However, as Neumayer (2001) said, the hostility towards practically any form of greening of multilateral investment and trade regimes is rooted in a much deeper frustration with the distribution of benefits in these multilateral regimes. In the view of developing countries, the developed countries benefit much more from these than they themselves do. In particular, they believe that the developed countries have benefited quite substantially from the Uruguay Round of trade negotiations on topics that they favour: intellectual property rights, investment, services, telecommunications, restriction of production and export subsidies, strengthening of anti-dumping measures, increased access to developing countries' market, to mention just a few. The developing countries on the other hand, have hardly benefited. Although WTO guaranteed them ‘special and differential’ treatment, they rightly complain that the special provisions of safeguarding their interests have largely been ineffectual in reality; the transitional periods have been too short for them to adjust to the requirements of the WTO agreements and that the promised technical assistance has been too little and too unsystematic to strengthen their capacity to comply with trade obligations. Thus, it seems fair to say that developed countries have benefited much more from Uruguay Round than the developing countries.

Given this imbalance, one can understand why developing countries are desperate to seek access to developed countries' markets and show their great suspicion and outright hostility to any restriction of this access – even if it comes in the name of saving ‘our common environment’.

Vietnam's Agricultural and Fishery Export to the EU

The EU green regulations on agricultural and fishery products

Mandatory regulations

Environmental regulations on agricultural and fishery products are mentioned in European Union Environment Product Legislation. Their goal is to protect community health and environment. They can be divided into two types: the regulations directly affecting environment such as packaging waste, organic food labelling, and the regulations having an indirect impact on environment but relating to people's health and food sanitary such as allowed maximum of pesticide residue in products.

The followings are some of popular regulations imposed on agricultural and fishery products. They are arranged from the most influential regulation on environment to the least one.

· Packaging waste: A Directive followed the packaging note in December 1994 (94/62/EC) requires the exporters to minimize the amount of packaging waste (transport packaging, surrounding packaging and sales packaging) and give preference to materials that are re-useable or recyclable.

SHORT PROBLEM 1 — Decide whether each statement agrees with the passage on trade and environmental regulation. Answer yes or no for each, and quote the deciding words. (a) The 1994 packaging Directive gives preference to materials that can be reused or recycled. (b) Developing countries gained more from the Uruguay Round than developed countries did. (c) The listed regulations run from the least influential on the environment to the most influential.
The passage and the entries after it are unrelated material.

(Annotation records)
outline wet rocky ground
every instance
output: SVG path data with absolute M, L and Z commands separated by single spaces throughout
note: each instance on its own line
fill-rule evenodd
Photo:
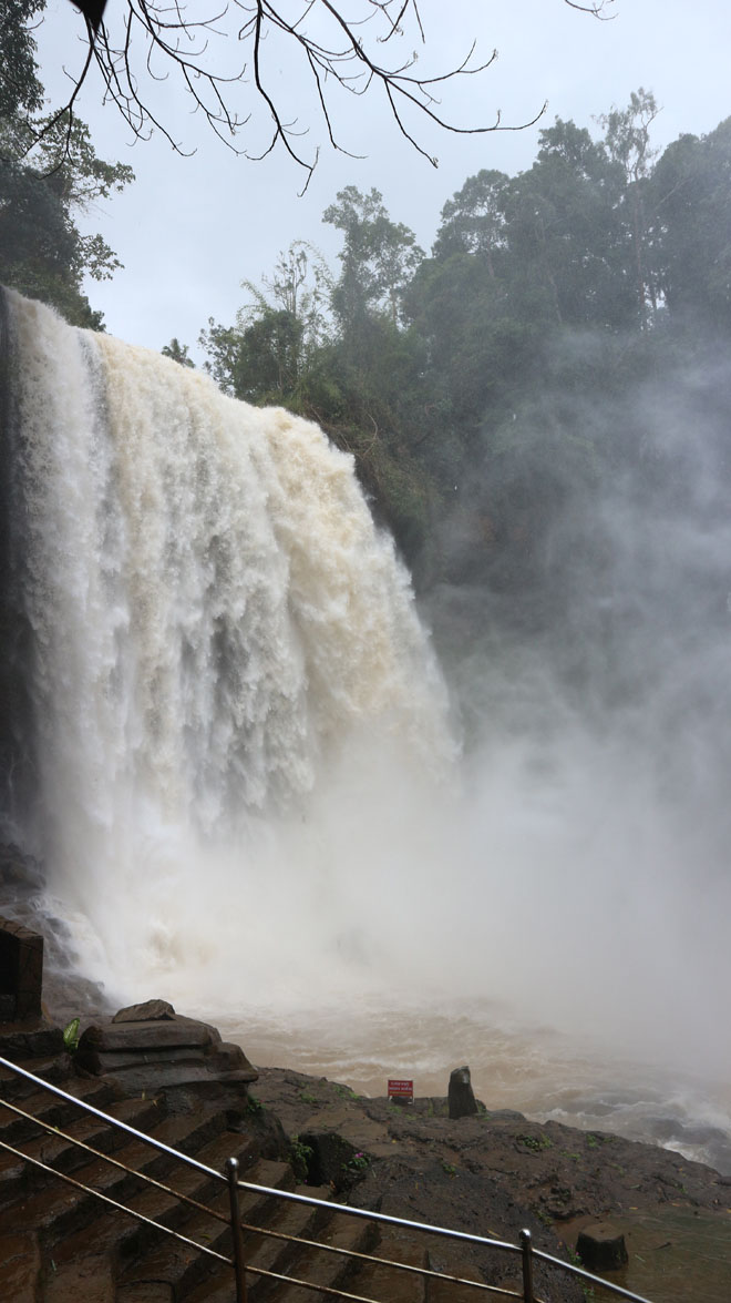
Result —
M 312 1179 L 351 1203 L 511 1240 L 527 1226 L 548 1252 L 611 1222 L 630 1255 L 615 1283 L 661 1303 L 731 1299 L 731 1178 L 702 1164 L 511 1110 L 453 1121 L 446 1097 L 394 1104 L 286 1068 L 261 1068 L 252 1092 Z

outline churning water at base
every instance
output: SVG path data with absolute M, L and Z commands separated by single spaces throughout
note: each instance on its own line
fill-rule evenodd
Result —
M 496 666 L 458 761 L 352 459 L 9 305 L 4 628 L 34 800 L 13 758 L 7 825 L 78 967 L 367 1091 L 398 1071 L 442 1093 L 468 1059 L 490 1106 L 731 1131 L 709 1085 L 731 1070 L 731 880 L 646 751 L 546 714 L 540 674 L 529 727 L 505 727 Z

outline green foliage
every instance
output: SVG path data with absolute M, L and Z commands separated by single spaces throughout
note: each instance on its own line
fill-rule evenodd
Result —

SHORT PROBLEM 2 — Convert the entries from the line with "outline green foliage" through the last line of the entries into a numbered list, omitting blank lines.

PROBLEM SOLUTION 1 —
(a) Yes: "give preference to materials that are re-useable or recyclable"
(b) No: "developed countries have benefited much more from Uruguay Round than the developing countries"
(c) No: "They are arranged from the most influential regulation on environment to the least one."

PROBLEM SOLUTION 2 —
1. outline green foliage
2. every instance
3. output: SVG path data with absolute M, L and Z commands separated by single spaces throughout
4. note: each instance on its own line
5. fill-rule evenodd
6. Result —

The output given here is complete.